§ Selected passage:
With the exception of a small minority, even the smallest of universities gather together people in their 1000s. As a general university, Chuo University has some 30,000 teaching staff and students with a broad age composition and from diverse backgrounds. Furthermore, various knowledge, material, and human resources have accumulated here from our long history and traditions. In addition, the primary component of a university – its students – change and are replaced each year. Even though the students change and are replaced, sport, and other various student activities are conducted continuously. This is a major characteristic of a university, which distinguishes it from other institutions.
One area of social contribution in which this characteristic has been vividly demonstrated is in the continuous student volunteer activities in disaster-affected areas mentioned above. As volunteer activities, the activities of students are necessarily voluntary and unforced, and it would be inappropriate for everything to be arranged or incited from above by teaching staff. However, just as the disaster-affected area support began as response to requests from former-students and the University administration and developed into autonomous activities by students, it may also at times be necessary for experienced teaching staff to prime the ground and contrive ways of unleashing the potential dynamism of students. I believe that it is the responsibility of teaching staff to watch over the purposeful and capable activities of students and help them develop further.

(Natural language region descriptions)
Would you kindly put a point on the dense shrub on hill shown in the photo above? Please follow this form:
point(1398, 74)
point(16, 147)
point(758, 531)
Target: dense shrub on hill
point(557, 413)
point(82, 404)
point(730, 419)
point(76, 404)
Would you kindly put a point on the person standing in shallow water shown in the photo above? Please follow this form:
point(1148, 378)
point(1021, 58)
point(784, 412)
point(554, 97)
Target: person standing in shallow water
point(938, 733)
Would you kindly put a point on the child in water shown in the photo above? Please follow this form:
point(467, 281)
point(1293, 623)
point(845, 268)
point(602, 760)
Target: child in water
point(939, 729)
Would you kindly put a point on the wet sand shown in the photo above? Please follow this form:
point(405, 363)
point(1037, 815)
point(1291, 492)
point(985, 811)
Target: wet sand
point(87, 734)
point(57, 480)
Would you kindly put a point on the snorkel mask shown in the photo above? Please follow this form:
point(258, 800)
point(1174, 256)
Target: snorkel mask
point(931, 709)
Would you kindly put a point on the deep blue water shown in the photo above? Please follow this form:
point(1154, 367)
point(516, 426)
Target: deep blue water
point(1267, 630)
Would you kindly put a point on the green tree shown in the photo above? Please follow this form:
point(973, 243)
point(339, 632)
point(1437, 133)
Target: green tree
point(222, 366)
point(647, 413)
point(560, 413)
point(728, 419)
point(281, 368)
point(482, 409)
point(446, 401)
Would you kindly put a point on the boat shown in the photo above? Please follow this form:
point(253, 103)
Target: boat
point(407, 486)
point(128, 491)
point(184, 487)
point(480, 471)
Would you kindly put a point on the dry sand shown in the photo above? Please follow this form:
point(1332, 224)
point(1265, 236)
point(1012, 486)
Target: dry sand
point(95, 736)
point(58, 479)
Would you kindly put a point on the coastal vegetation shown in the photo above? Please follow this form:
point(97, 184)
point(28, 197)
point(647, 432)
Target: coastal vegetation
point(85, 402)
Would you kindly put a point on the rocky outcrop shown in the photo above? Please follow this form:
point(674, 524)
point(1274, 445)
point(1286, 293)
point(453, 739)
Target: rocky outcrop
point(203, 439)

§ What you should do: Continue the passage about Chuo University and student volunteer activities from the point where it ends.

§ Response box:
In addition, these student activities also may link back to students’ main fields of study in their lectures and seminars, etc. There are already numerous professors at Chuo University who, by setting education or research topics from a sociological perspective or from an environmental engineering perspective and sending students to the disaster-affected areas to provide an opportunity for learning, in effect are creating opportunities for interaction and exchange with people affected by the disaster (in other words, for emotional and psychological support in its broader sense).[3] When the sentiments or desires of students and the knowledge of teaching staff match local needs well, we can expect the social contribution activities of universities to organically link with education and research activities and be more effective.
There are also many issues relating to sending volunteer students out into regional society. Regional society will probably request universities to send students to participate in various activities in the future, but the educational significance of each request must be identified individually and cautiously. In addition, it is essential to establish a diverse back-up system, including the construction of a university crisis management regime, etc., to ensure the safety of students who go out to these local areas. If universities are to contribute funding for these activities from each university’s accounts, we also need to obtain broad understanding from the parents of students, who will ultimately pay for this in tuition fees. More than anything, without creating a climate of the teaching staff as a whole supporting these student activities, we cannot expect them to develop further.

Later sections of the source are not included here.